本文:
見出し画像

障害のある子 - 親なきあとのお金の管理は誰がする?

障害のある子のお金の管理は、親が子どもの代わりに行っていたり、管理を手伝ったりしていることが多いと思います。子どもが自分一人ではお金を自由にかつ安全に使うことができない場合は、親なきあとに備えて、お金を管理する手段を考えておく必要があります。いくらお金があっても自分のために、かつ安全に使うことができないと意味がありません。

お金を管理する手段にはどのようなものがあるでしょうか?

金銭管理がある程度できる人は、大きなお金を持つ代わりに、「定期的にお金が入る仕組み」をもつことで、金銭管理が安全かつ楽になります。

お金をうまく使う判断能力が十分でない人には「成年後見制度」、ある程度の判断能力はあるけれども日常のお金の出し入れが心配な人には「日常生活自立支援事業」の利用などが考えられます。

定期的にお金が入る仕組み

大金を持っていると、詐欺で騙しとられるリスクや、残高管理がうまくできないためにあるだけ使ってしまう恐れがあります。大金を管理していくのではなく、定期的に必要な金額を受け取れるようにしておくことでお金の管理はずいぶん楽になります。

定期的にお金を受け取る仕組みで、親が残せるものをいくつか見てみましょう。

信託(家族信託、信託銀行・銀行の遺言代用信託、生命保険信託)

信頼できる親族や企業に財産を託して子どものために使ってもらうのが”信託”です。

委託者(親など)が受託者(親族、信託会社などの企業)に財産を預けて管理してもらい、財産及び財産から生じる利益を受益者(子など)に定期的に渡してもらいます。

信託についてはこちら

障害者扶養共済制度(しょうがい共済)

障害のある人を育てている保護者が毎月掛金を納めることで、保護者が亡くなった時などに、障害のある人に対して一定額の年金を一生涯支給する公的制度です。

支給額:月2万円/口(最大2口まで)

掛金月額:9,300~23,300円/口(加入時の保護者の年齢による)

子どもが2万円を受給するためには、掛金払い込み期間中に親が死亡・高度障害になる場合を除いて、定められた長期間掛金を払い続ける必要があり、掛金総額は加入する年齢によって346万円~556万円程度になります。しょうがい共済は定期的にお金を一生涯もらえる制度ですが、制度をよく理解した家で加入すべきものなので、別の機会に詳しく触れたいと思います。

生命保険の個人年金保険

親が保険料を支払い、子どもを年金受取人とすることで、子どもが定額を受け取るようにすることができます。ただし、以下の理由からお勧めしていません。
・年金形式ではなく一括で受け取るように受取人が変更できる。

提供データ:
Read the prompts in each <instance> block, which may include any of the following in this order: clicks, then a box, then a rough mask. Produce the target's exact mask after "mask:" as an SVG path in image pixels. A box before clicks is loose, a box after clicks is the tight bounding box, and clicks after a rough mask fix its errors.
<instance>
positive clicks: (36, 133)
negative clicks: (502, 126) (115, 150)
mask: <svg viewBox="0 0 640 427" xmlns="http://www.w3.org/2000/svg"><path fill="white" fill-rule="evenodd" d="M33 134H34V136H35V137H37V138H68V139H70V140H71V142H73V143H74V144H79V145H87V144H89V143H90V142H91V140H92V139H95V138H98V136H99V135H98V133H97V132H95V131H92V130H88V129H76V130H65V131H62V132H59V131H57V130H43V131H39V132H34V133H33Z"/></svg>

依頼内容: 親なきあとのお金の管理についての本文によると、障害者扶養共済制度の支給額はいくらですか。

回答: 1口あたり月2万円で、最大2口までです。